⟨

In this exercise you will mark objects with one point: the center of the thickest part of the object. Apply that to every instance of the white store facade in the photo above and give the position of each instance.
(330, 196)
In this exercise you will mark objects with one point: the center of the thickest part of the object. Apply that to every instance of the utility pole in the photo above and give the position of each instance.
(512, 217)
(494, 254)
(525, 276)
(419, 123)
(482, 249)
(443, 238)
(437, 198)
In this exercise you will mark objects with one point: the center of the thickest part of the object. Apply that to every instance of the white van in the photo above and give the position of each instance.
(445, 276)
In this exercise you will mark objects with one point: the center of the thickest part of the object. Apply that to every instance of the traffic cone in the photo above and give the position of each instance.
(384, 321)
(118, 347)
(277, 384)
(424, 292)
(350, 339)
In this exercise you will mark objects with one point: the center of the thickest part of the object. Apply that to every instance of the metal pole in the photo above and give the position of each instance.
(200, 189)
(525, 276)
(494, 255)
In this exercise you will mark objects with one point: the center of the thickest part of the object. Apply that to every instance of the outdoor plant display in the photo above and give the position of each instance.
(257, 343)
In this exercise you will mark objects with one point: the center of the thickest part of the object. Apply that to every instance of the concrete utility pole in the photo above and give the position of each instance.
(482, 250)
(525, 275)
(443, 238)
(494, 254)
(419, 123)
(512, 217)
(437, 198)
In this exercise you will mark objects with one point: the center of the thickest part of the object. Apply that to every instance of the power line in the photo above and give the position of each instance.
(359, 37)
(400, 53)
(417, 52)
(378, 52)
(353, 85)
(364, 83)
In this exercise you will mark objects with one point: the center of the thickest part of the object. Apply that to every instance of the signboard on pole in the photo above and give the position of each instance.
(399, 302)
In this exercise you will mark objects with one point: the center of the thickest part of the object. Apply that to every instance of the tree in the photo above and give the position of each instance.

⟩

## [Exercise brief]
Can you rewrite all the items above as a numbered list and leave out any blank lines?

## [Written answer]
1. In this exercise you will mark objects with one point: the center of the thickest part of the object. Apply that to every instance of the white store facade in the photo above and give the position of each instance.
2. (330, 196)
3. In this exercise you will mark objects with one point: the center of the thickest part of the object. Apply that to every instance of the utility pole in the photo above and give the position of each instance.
4. (512, 217)
5. (494, 254)
6. (525, 276)
7. (419, 123)
8. (482, 249)
9. (443, 238)
10. (437, 198)
11. In this exercise you will mark objects with one point: the center of the thickest part of the object. Apply that to every instance of the white van in the photo above and give the position of each instance.
12. (445, 276)
13. In this exercise you will mark objects with one point: the center of the thickest part of the object. Apply that to every instance of the traffic cone in the photo above and give the position of each instance.
14. (384, 321)
15. (118, 347)
16. (277, 384)
17. (424, 292)
18. (350, 339)
19. In this exercise you will mark objects with one point: the center of the thickest part of the object. Apply that to every instance of the metal pole in the photo above and give the position of each instance.
20. (200, 189)
21. (525, 276)
22. (494, 255)
23. In this exercise you will mark objects with one point: the center of the thickest part of the object. Apply that to every instance of the outdoor plant display in the photo above and give the position of each instance.
24. (257, 343)
25. In this exercise you will mark objects with one point: the center of the thickest part of the object. Apply that to every instance of the concrete utility pole in the photo above and give the position of each instance.
26. (482, 250)
27. (525, 275)
28. (443, 238)
29. (494, 254)
30. (419, 123)
31. (512, 217)
32. (437, 198)
33. In this exercise you will mark objects with one point: the center of the thickest part of the object. Apply that to every instance of the power line in the photo above and give the position of each instance.
34. (359, 37)
35. (400, 53)
36. (417, 52)
37. (378, 52)
38. (353, 85)
39. (364, 83)
40. In this exercise you will mark objects with one point: the center of the thickest part of the object. Apply that to every instance of the signboard on pole in the photo above and give the position of each instance.
41. (399, 302)
42. In this exercise you will mark objects with one point: the center of the thickest part of the object. Apply that to every instance of the tree in the photo above and give the position of each instance.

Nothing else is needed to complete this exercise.